- _What the task requires_: Return all of the entries below, word for word. Omit each picture.

- _Records supplied_:
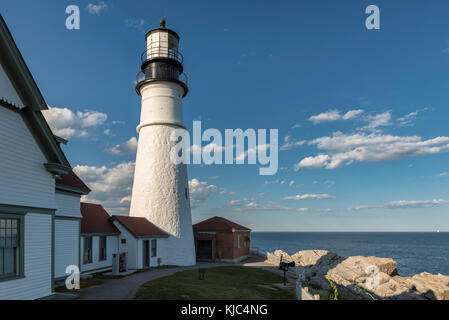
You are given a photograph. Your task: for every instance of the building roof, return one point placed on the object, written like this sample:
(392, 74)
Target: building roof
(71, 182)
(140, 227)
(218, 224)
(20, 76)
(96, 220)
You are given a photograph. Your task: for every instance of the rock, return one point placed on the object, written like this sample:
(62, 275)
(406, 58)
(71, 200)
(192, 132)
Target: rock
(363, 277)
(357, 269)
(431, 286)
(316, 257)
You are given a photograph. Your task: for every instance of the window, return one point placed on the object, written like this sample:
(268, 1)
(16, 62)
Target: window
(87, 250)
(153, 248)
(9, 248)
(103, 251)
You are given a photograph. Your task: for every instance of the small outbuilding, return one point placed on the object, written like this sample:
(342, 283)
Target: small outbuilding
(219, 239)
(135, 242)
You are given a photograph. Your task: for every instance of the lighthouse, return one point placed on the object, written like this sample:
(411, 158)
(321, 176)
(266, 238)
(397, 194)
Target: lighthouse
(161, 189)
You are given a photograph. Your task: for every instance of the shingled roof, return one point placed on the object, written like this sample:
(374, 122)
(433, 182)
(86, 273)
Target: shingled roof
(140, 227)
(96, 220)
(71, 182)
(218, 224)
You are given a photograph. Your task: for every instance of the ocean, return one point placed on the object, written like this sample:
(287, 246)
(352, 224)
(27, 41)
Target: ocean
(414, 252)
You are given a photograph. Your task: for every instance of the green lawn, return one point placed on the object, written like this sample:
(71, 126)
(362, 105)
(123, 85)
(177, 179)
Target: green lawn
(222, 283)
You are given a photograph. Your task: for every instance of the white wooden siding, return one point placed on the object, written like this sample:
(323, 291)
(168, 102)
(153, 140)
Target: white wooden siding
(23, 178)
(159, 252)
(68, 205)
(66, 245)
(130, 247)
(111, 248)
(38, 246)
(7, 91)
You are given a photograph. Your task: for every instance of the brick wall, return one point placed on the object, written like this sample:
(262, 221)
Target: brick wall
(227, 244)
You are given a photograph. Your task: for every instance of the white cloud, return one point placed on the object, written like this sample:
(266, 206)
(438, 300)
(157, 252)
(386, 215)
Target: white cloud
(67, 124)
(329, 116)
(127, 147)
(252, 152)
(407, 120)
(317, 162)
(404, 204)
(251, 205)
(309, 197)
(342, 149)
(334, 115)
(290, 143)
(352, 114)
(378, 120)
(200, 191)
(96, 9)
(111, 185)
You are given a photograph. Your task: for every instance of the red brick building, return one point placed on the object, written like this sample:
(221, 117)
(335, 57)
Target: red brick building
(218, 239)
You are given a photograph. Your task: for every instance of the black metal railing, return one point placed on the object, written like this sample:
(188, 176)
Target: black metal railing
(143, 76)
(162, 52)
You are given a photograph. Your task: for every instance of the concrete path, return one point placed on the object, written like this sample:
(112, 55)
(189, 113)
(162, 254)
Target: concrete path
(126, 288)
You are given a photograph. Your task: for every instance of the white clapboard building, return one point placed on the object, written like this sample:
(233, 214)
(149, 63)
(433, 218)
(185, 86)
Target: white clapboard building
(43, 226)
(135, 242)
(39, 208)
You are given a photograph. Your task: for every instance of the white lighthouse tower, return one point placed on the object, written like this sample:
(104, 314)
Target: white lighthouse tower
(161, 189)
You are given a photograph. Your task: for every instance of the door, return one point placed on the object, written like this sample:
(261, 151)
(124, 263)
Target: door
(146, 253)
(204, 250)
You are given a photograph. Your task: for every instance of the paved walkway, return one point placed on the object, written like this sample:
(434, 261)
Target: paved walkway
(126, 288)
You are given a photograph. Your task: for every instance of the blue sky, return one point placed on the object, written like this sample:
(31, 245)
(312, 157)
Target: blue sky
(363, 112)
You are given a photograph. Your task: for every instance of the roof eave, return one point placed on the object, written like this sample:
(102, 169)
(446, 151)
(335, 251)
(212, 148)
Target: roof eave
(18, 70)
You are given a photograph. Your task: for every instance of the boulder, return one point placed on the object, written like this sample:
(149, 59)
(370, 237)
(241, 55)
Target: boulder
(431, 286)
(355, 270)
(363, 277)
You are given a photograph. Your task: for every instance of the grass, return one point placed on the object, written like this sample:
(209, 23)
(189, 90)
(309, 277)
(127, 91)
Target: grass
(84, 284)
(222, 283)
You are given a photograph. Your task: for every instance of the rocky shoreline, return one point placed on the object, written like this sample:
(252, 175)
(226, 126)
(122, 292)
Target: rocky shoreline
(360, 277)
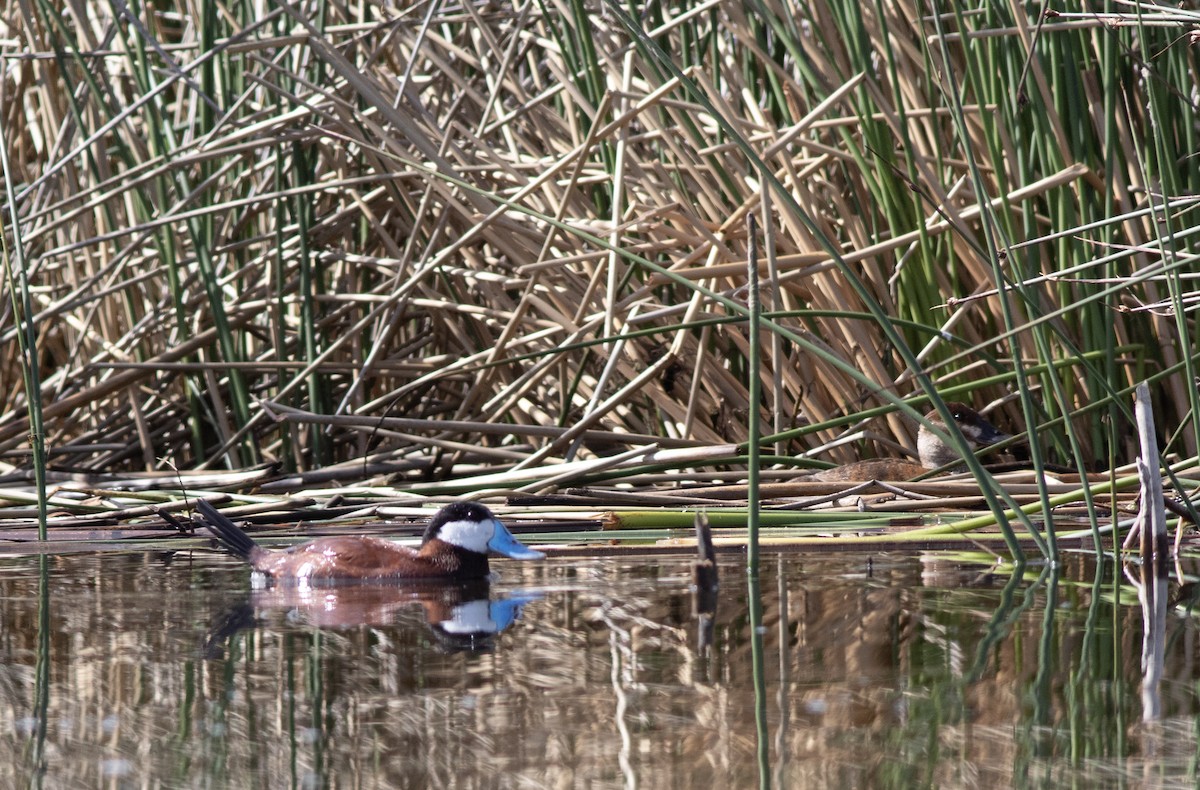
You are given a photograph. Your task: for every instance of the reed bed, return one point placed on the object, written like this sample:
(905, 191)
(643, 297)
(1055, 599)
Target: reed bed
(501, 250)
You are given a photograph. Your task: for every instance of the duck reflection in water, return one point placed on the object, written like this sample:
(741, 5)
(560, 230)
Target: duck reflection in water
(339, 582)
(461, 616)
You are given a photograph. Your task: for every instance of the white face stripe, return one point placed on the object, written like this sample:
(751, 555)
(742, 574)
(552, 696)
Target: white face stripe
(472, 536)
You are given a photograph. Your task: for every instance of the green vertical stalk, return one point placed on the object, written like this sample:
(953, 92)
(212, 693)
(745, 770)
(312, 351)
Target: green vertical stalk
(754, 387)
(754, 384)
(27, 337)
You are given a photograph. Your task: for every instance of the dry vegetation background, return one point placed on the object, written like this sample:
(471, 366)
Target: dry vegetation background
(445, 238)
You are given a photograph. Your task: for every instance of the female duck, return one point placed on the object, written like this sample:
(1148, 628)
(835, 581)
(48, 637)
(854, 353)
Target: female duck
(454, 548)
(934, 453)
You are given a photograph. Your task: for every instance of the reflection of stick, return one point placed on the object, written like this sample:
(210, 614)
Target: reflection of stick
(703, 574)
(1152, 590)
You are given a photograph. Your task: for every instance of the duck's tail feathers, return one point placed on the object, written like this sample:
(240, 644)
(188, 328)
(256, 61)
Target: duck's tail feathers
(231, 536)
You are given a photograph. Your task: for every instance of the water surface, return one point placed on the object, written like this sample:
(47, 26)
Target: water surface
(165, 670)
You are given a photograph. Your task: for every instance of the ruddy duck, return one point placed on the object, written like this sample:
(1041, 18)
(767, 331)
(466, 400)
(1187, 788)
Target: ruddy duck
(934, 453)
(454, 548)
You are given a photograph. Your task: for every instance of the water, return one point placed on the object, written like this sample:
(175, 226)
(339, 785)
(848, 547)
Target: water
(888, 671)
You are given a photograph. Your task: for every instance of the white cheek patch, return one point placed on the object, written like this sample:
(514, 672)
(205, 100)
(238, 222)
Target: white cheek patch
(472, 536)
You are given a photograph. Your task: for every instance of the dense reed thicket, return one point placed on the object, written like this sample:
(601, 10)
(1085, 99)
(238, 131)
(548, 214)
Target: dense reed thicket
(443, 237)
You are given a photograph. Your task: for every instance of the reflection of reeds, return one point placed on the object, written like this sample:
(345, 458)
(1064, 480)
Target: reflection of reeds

- _Solution below_:
You are given a photograph. Your task: for every instance of the building roof, return one point placed on the object, written like this sample:
(392, 74)
Target: building roof
(71, 182)
(140, 227)
(218, 224)
(20, 76)
(96, 220)
You are given a photograph. Your task: for every instance of the rock, return one point placed on the object, written like this sample:
(62, 275)
(406, 58)
(71, 200)
(192, 132)
Target: rock
(363, 277)
(357, 269)
(431, 286)
(316, 257)
You are given a photograph. Your task: for every instance of the window, return one point placed on the object, written like this sample:
(268, 1)
(16, 62)
Target: window
(87, 250)
(153, 248)
(9, 248)
(103, 251)
You are given a photograph. Your task: for every instance of the small outbuilding, return one point placed on the object, written like this sample:
(342, 283)
Target: small outbuilding
(219, 239)
(135, 242)
You are given a photograph. Your task: for every instance of the lighthouse, return one point placed on the object, written like this sample:
(411, 158)
(321, 176)
(266, 238)
(397, 194)
Target: lighthouse
(161, 189)
You are given a photograph. Your task: for every instance of the shingled roof, return one point placed on the object, written like this sample:
(374, 122)
(433, 182)
(86, 273)
Target: shingled roof
(140, 227)
(96, 220)
(71, 182)
(218, 224)
You are given a photograph. Your task: for every instance of the ocean, return one point placed on the object, written like this sample:
(287, 246)
(352, 224)
(27, 41)
Target: ocean
(414, 252)
You are given a photograph. Your task: for every instance of the green lawn, return one point placed on the object, written like this sample:
(71, 126)
(362, 105)
(123, 85)
(177, 179)
Target: green lawn
(222, 283)
You are given a photograph. Your task: for every instance of the white wooden siding, return one point placed on the object, written like this sample:
(323, 291)
(168, 102)
(153, 140)
Target: white wooden siding
(23, 178)
(159, 252)
(68, 205)
(66, 245)
(130, 247)
(111, 248)
(38, 246)
(7, 91)
You are given a photograph. Your task: for every instance of the brick wall, return one point placed on the object, written like this sample:
(262, 221)
Target: brick wall
(227, 244)
You are given a photograph. Your task: for every instance of the white cloud, return one point placed on the object, written like this sample:
(266, 206)
(438, 300)
(157, 252)
(386, 215)
Target: white cloud
(67, 124)
(329, 116)
(127, 147)
(252, 152)
(407, 120)
(317, 162)
(404, 204)
(251, 205)
(309, 197)
(342, 149)
(334, 115)
(290, 143)
(352, 114)
(378, 120)
(200, 191)
(96, 9)
(111, 185)
You are given a photograph. Your task: for every instance of the red brick building, return one point placed on the object, written like this sample:
(221, 117)
(335, 57)
Target: red brick building
(218, 239)
You are given a photograph. Your task: for every instance of the black metal railing, return one point placed on the object, written like this sample:
(188, 176)
Target: black metal railing
(143, 76)
(162, 52)
You are given a photograph. Your task: for every instance of the concrete path, return one point placed on the object, written like this sample:
(112, 55)
(189, 113)
(162, 254)
Target: concrete path
(126, 288)
You are given a photograph. Your task: for every instance of the white clapboard building, return one point placed on the object, written like this sample:
(233, 214)
(149, 63)
(433, 218)
(185, 86)
Target: white clapboard building
(43, 226)
(135, 242)
(39, 208)
You are given a photograph. Your task: for every instance of the white lighthouse tower, return one point placed on the object, written like this sample:
(104, 314)
Target: white lighthouse tower
(161, 189)
You are given a photograph. Your task: for every instance of the door, return one point placed on the object, written like this sample:
(261, 151)
(124, 263)
Target: door
(146, 253)
(204, 250)
You are given a photograph. Your task: for every instance of the paved walkway, return one point placed on the object, written like this sample:
(434, 261)
Target: paved walkway
(126, 288)
You are given a photograph. Your task: for every instance of the blue sky, return one point placed on the object, written like this sample:
(31, 245)
(312, 157)
Target: blue sky
(363, 112)
You are given a photograph. Your task: for every instance of the roof eave, return one point placed on the object, written like this sample:
(102, 169)
(446, 151)
(335, 251)
(212, 148)
Target: roof eave
(18, 70)
You are given a photograph. Your task: for every instance of the boulder, return one point placed on the object, written like this sample:
(149, 59)
(370, 237)
(241, 55)
Target: boulder
(431, 286)
(355, 270)
(363, 277)
You are given a photograph. Your task: for every instance of the grass, return one point placed on the object, written like this sample:
(209, 23)
(189, 90)
(309, 277)
(127, 91)
Target: grass
(84, 284)
(222, 283)
You are given a photograph. Your task: for every instance of the rocky shoreline, return one point placed on the object, written like this sample:
(252, 175)
(226, 126)
(122, 292)
Target: rocky shoreline
(360, 277)
You are given a photograph. Your task: for every instance of the reed bed, return one point placed on the object, written like this sample:
(905, 191)
(643, 297)
(1055, 599)
Target: reed bed
(501, 250)
You are given a photograph. Your task: for every instance of the duck reflection in water, return one point placed on the object, written like this sample:
(741, 5)
(560, 230)
Target: duck reflection in water
(339, 582)
(461, 616)
You are given a photograph. Your task: for every instance of the white face stripe, return one point placed on the object, written like this sample:
(751, 555)
(742, 574)
(552, 696)
Target: white face stripe
(472, 536)
You are given a photograph. Your task: for every instance of the green vertical stalk, return one point placed on the object, written like this sample:
(953, 92)
(212, 693)
(745, 770)
(312, 351)
Target: green vertical stalk
(754, 387)
(754, 384)
(27, 337)
You are given a photograph. Your task: for every instance of the dry vegetation background, return one point placed on the object, written like this sample:
(471, 366)
Target: dry vegetation background
(445, 238)
You are given a photograph. Your task: for every instance of the female duck, return one point placed on the object, written like this sample:
(1148, 628)
(835, 581)
(48, 637)
(854, 353)
Target: female duck
(454, 548)
(934, 453)
You are given a photograph. Your task: for every instance of the reflection of stick, return one point placed on the object, written like this sample:
(210, 614)
Target: reflection of stick
(703, 574)
(1152, 590)
You are given a photograph. Your task: for every instance of the duck's tail feathers, return one point placed on the object, written like this sample:
(240, 644)
(188, 328)
(256, 61)
Target: duck's tail feathers
(231, 536)
You are given a photograph. Your task: for every instance of the water surface, return one point placed on the object, written like this sample:
(47, 26)
Target: water surface
(165, 670)
You are given a photograph. Your task: for every instance of the ruddy duck, return one point placed on the object, written like this sample:
(1041, 18)
(767, 331)
(466, 400)
(1187, 788)
Target: ruddy duck
(934, 453)
(454, 548)
You are given a photograph. Your task: for every instance of the water, return one point placed on the object, written like this sample:
(175, 226)
(339, 785)
(848, 547)
Target: water
(888, 671)
You are given a photograph. Your task: for every instance of the white cheek patch, return one point placed on the object, written like this sample:
(514, 672)
(205, 100)
(238, 222)
Target: white cheek patch
(472, 536)
You are given a photograph. Your task: for every instance of the dense reed thicket, return one point placed on the object, written like this sample:
(601, 10)
(1085, 99)
(238, 131)
(548, 214)
Target: dense reed thicket
(443, 237)
You are given a photograph. Your task: for every instance of the reflection of reeds, return one point placed on the object, written like this sample:
(345, 458)
(1064, 480)
Target: reflection of reeds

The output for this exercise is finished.